> _YOUR INSTRUCTIONS_:
Copy each of the rows below word for word, leaving out the pictures.

** BEGIN RAW RECORDS **

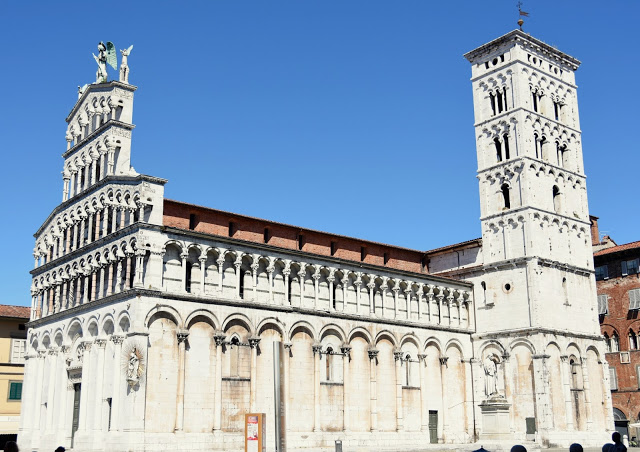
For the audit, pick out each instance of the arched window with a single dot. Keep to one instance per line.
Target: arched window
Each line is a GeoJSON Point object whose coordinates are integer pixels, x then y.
{"type": "Point", "coordinates": [505, 196]}
{"type": "Point", "coordinates": [556, 199]}
{"type": "Point", "coordinates": [329, 364]}
{"type": "Point", "coordinates": [607, 342]}
{"type": "Point", "coordinates": [615, 343]}
{"type": "Point", "coordinates": [498, 145]}
{"type": "Point", "coordinates": [234, 357]}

** END RAW RECORDS **

> _ANSWER TO THIS TASK_:
For the audit, pick out each instance of the arched window with a single dot. Keep to one instance per line.
Target: arched window
Each line is a GeoJSON Point object whose coordinates are integer pixels, x then y.
{"type": "Point", "coordinates": [505, 196]}
{"type": "Point", "coordinates": [556, 199]}
{"type": "Point", "coordinates": [329, 364]}
{"type": "Point", "coordinates": [607, 342]}
{"type": "Point", "coordinates": [615, 343]}
{"type": "Point", "coordinates": [498, 145]}
{"type": "Point", "coordinates": [234, 357]}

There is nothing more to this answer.